What the task asks: Return each line below that contains the word "anemone". Case counts.

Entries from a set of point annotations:
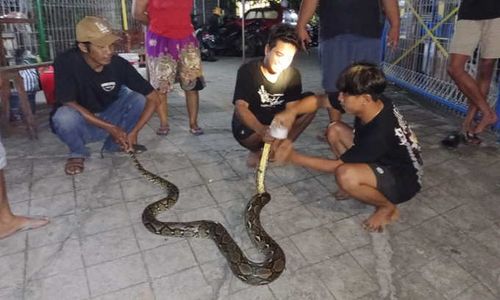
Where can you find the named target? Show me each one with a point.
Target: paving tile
(103, 219)
(308, 190)
(344, 277)
(193, 198)
(475, 292)
(216, 171)
(138, 292)
(185, 285)
(53, 260)
(302, 284)
(116, 275)
(15, 243)
(71, 285)
(447, 277)
(11, 270)
(349, 233)
(317, 245)
(108, 245)
(57, 205)
(99, 196)
(292, 221)
(169, 259)
(58, 230)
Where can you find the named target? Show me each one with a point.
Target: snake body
(254, 273)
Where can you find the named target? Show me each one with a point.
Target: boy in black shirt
(100, 95)
(264, 88)
(378, 162)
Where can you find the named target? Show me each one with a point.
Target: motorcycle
(207, 44)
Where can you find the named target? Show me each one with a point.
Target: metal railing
(420, 61)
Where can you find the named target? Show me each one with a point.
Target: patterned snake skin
(254, 273)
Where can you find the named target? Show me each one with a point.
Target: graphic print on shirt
(269, 100)
(408, 139)
(108, 86)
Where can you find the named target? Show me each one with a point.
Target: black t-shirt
(76, 81)
(387, 140)
(264, 98)
(359, 17)
(479, 9)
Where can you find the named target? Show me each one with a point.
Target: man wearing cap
(99, 95)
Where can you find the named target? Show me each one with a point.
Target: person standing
(350, 31)
(10, 223)
(478, 24)
(172, 54)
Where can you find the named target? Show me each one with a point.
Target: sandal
(163, 130)
(74, 165)
(452, 140)
(470, 138)
(196, 131)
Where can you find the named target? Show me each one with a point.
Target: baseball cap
(96, 31)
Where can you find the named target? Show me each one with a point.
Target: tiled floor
(446, 245)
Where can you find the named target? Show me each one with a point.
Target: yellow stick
(261, 171)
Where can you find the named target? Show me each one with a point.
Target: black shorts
(241, 132)
(396, 184)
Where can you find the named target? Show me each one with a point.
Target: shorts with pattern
(469, 34)
(174, 60)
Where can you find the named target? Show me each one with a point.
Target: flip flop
(32, 223)
(196, 131)
(163, 130)
(452, 140)
(74, 166)
(470, 138)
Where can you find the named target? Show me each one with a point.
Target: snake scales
(255, 273)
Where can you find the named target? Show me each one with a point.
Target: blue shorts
(337, 53)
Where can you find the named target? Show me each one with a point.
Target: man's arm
(116, 132)
(286, 153)
(307, 9)
(248, 118)
(152, 101)
(139, 11)
(391, 9)
(306, 105)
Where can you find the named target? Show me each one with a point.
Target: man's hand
(265, 133)
(131, 141)
(120, 137)
(304, 37)
(285, 118)
(393, 37)
(283, 150)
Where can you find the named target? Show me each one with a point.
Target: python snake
(254, 273)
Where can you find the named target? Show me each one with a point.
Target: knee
(346, 178)
(67, 119)
(333, 133)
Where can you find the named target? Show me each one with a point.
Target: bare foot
(485, 122)
(381, 217)
(253, 159)
(341, 195)
(20, 223)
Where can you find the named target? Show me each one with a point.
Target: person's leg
(300, 125)
(192, 104)
(162, 111)
(359, 182)
(124, 112)
(10, 223)
(340, 137)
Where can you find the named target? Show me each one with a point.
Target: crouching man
(378, 161)
(99, 94)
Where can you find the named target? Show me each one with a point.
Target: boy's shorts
(173, 60)
(396, 185)
(472, 33)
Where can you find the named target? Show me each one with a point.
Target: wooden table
(11, 73)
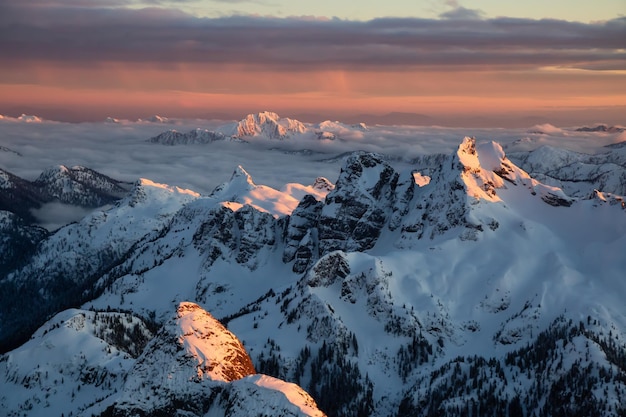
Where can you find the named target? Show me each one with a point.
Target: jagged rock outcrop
(357, 209)
(302, 236)
(269, 125)
(195, 136)
(195, 366)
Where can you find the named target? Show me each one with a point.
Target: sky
(446, 62)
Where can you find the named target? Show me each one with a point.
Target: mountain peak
(219, 354)
(268, 124)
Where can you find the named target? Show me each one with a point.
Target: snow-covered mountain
(463, 284)
(78, 186)
(268, 125)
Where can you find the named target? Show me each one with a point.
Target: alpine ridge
(464, 284)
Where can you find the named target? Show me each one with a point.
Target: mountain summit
(461, 284)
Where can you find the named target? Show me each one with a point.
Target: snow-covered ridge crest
(241, 190)
(268, 124)
(219, 354)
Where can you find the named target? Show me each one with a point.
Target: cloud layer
(82, 34)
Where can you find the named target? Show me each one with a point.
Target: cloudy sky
(500, 62)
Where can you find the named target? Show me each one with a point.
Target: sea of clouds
(121, 149)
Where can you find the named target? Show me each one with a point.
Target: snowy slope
(458, 285)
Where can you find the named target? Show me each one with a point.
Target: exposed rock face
(195, 136)
(195, 366)
(268, 124)
(242, 233)
(356, 210)
(181, 365)
(301, 240)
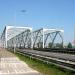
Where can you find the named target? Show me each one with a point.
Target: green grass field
(44, 68)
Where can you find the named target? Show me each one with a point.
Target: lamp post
(23, 11)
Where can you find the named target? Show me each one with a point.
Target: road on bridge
(11, 65)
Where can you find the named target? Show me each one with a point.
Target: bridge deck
(11, 65)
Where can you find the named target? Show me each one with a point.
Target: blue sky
(59, 14)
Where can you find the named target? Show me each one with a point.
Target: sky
(54, 14)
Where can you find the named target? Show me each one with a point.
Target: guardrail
(58, 50)
(59, 62)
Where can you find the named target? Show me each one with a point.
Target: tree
(50, 45)
(69, 45)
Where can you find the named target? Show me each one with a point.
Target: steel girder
(23, 40)
(28, 39)
(43, 36)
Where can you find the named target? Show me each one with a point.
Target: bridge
(24, 40)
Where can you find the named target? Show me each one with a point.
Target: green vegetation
(44, 68)
(69, 45)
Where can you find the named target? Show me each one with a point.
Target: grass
(44, 68)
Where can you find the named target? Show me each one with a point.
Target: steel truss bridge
(25, 37)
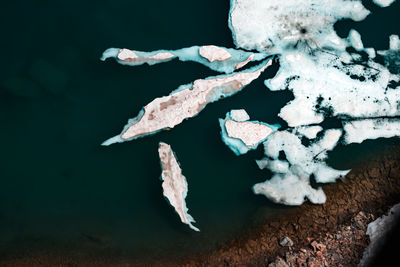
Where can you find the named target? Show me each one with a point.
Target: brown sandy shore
(332, 234)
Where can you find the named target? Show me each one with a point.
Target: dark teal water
(61, 190)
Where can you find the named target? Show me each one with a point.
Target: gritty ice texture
(290, 183)
(378, 231)
(268, 25)
(185, 102)
(329, 85)
(241, 135)
(216, 58)
(174, 184)
(383, 3)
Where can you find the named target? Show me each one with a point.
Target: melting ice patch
(326, 80)
(242, 135)
(383, 3)
(217, 58)
(290, 183)
(275, 26)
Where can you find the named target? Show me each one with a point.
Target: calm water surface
(58, 102)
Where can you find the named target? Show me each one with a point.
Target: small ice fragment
(214, 53)
(242, 135)
(383, 3)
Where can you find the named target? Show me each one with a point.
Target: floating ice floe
(360, 130)
(185, 102)
(327, 80)
(241, 135)
(174, 184)
(290, 184)
(383, 3)
(276, 26)
(217, 58)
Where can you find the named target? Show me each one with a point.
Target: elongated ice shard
(217, 58)
(185, 102)
(241, 135)
(174, 184)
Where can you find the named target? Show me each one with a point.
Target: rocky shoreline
(332, 234)
(367, 192)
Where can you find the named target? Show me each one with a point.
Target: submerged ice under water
(328, 75)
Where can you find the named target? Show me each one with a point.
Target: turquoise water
(62, 190)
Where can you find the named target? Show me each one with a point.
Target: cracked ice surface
(290, 184)
(273, 26)
(174, 184)
(326, 81)
(241, 135)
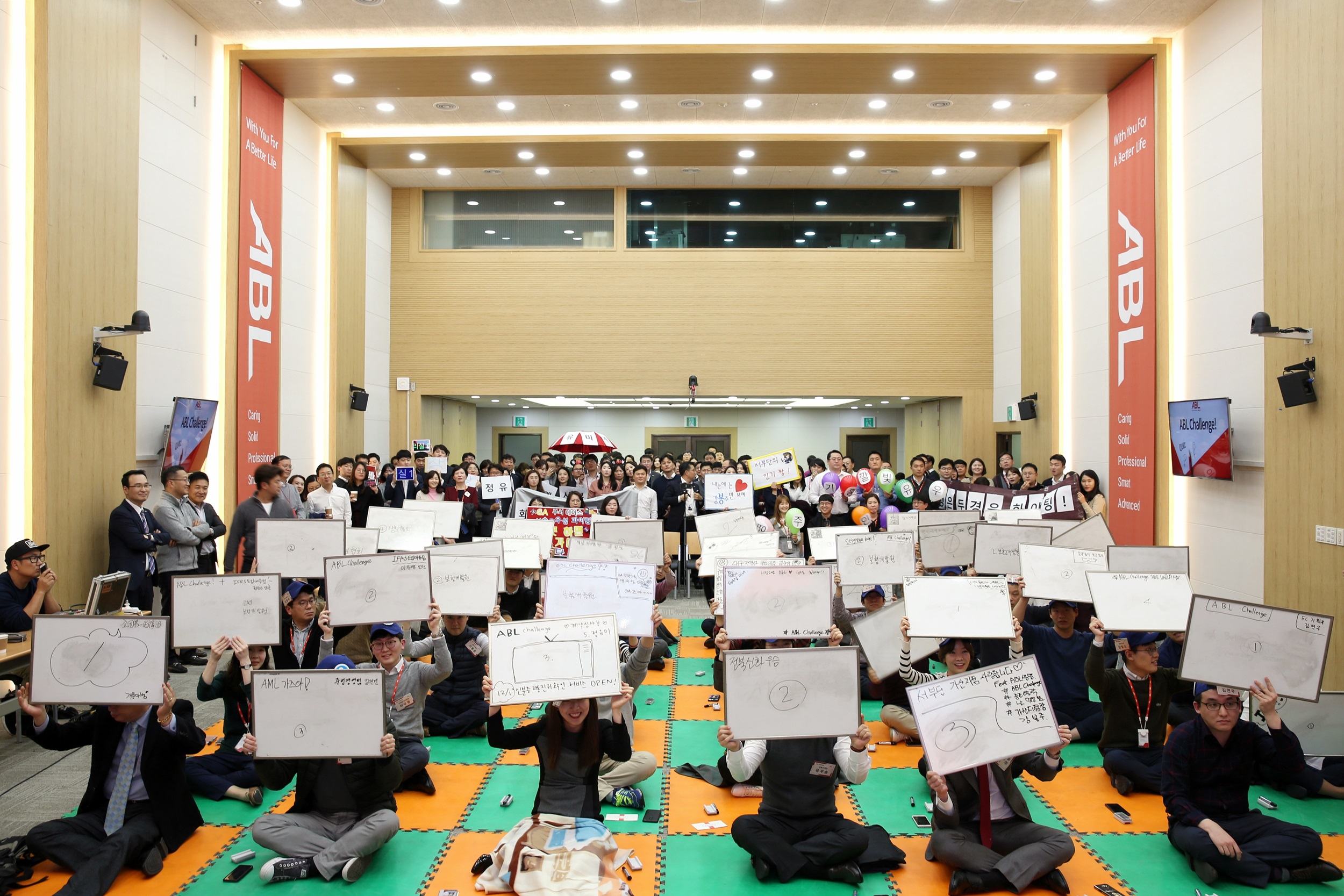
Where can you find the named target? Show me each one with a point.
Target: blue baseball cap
(389, 628)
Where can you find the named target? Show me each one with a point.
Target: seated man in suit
(138, 806)
(983, 829)
(343, 809)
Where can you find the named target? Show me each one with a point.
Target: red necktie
(987, 837)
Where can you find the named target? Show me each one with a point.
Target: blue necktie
(121, 789)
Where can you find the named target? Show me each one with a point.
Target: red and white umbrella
(587, 442)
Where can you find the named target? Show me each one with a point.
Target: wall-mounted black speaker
(109, 372)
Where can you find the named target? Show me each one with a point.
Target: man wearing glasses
(26, 586)
(1135, 700)
(1206, 776)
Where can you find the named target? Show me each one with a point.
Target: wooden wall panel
(1304, 283)
(85, 154)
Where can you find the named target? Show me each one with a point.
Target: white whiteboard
(646, 534)
(570, 658)
(587, 589)
(378, 587)
(948, 544)
(605, 551)
(476, 548)
(402, 529)
(520, 554)
(727, 492)
(98, 660)
(811, 692)
(880, 636)
(874, 558)
(1319, 726)
(998, 546)
(757, 544)
(296, 548)
(1147, 559)
(542, 531)
(318, 714)
(983, 715)
(957, 607)
(717, 526)
(1089, 535)
(206, 607)
(361, 542)
(777, 602)
(1058, 574)
(1233, 644)
(464, 585)
(1141, 601)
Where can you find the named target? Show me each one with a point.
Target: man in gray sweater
(405, 685)
(178, 519)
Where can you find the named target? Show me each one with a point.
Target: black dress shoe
(846, 872)
(1054, 881)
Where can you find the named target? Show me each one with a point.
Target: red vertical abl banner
(1133, 308)
(257, 394)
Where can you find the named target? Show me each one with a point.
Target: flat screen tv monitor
(1202, 439)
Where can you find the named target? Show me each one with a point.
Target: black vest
(791, 789)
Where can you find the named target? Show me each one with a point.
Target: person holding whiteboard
(570, 743)
(1135, 700)
(1207, 771)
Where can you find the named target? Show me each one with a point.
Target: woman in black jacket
(570, 742)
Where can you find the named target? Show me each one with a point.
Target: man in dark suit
(983, 828)
(133, 535)
(138, 806)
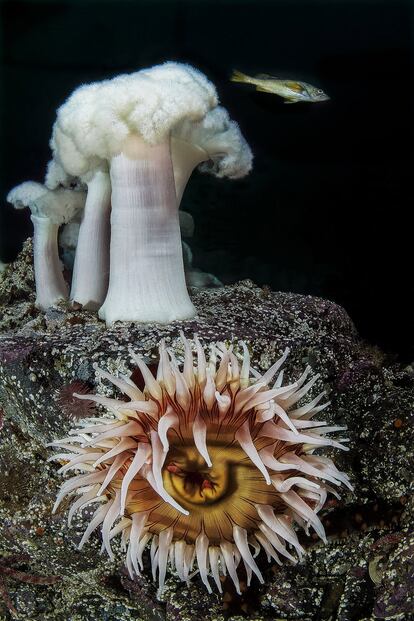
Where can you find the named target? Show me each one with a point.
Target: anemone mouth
(207, 462)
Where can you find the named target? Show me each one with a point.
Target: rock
(44, 357)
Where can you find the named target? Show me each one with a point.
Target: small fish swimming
(292, 91)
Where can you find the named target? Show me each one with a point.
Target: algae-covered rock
(45, 357)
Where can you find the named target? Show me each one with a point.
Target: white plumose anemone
(210, 463)
(134, 140)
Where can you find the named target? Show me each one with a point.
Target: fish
(292, 91)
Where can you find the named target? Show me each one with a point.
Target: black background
(326, 209)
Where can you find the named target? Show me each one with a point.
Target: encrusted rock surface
(367, 569)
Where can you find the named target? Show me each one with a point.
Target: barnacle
(208, 463)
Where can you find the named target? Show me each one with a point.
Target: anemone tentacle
(208, 463)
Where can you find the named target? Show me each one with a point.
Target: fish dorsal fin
(294, 86)
(265, 76)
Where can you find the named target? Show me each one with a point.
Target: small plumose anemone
(209, 464)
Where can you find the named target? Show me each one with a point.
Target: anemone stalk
(50, 284)
(91, 268)
(147, 281)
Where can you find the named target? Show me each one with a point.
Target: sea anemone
(207, 462)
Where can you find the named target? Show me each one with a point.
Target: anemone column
(147, 281)
(91, 268)
(50, 284)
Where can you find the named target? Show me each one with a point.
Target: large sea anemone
(208, 464)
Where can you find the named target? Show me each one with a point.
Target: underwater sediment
(366, 568)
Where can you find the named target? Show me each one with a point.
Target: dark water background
(326, 210)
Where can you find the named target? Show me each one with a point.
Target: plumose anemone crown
(208, 464)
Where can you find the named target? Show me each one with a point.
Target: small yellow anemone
(208, 463)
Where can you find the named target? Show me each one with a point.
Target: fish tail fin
(238, 76)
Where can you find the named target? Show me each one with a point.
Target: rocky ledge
(366, 571)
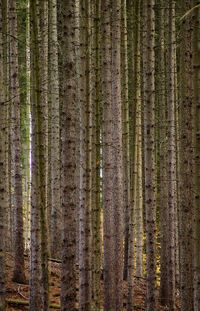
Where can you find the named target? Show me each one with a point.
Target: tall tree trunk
(185, 157)
(3, 190)
(171, 153)
(107, 169)
(39, 243)
(196, 141)
(16, 149)
(117, 158)
(149, 149)
(43, 144)
(85, 231)
(126, 136)
(96, 149)
(35, 246)
(68, 135)
(55, 199)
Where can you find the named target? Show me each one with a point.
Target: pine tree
(68, 169)
(185, 158)
(196, 141)
(16, 147)
(3, 192)
(149, 147)
(54, 137)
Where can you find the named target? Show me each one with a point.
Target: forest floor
(17, 295)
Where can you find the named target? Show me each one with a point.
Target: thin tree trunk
(3, 190)
(16, 149)
(149, 149)
(185, 166)
(117, 157)
(196, 141)
(55, 199)
(171, 154)
(68, 121)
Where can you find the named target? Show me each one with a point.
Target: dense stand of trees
(100, 150)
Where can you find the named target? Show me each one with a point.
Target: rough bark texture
(96, 157)
(55, 199)
(43, 144)
(109, 292)
(171, 153)
(68, 135)
(85, 231)
(196, 141)
(16, 150)
(35, 246)
(185, 158)
(3, 192)
(149, 148)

Response below:
Target: anemone mouth
Target: white plumose anemone
Target: anemone tentacle
Target: small plumose anemone
Target: anemone stalk
Target: sea anemone
Target: anemone column
Target: large sea anemone
Target: plumose anemone crown
Target: small yellow anemone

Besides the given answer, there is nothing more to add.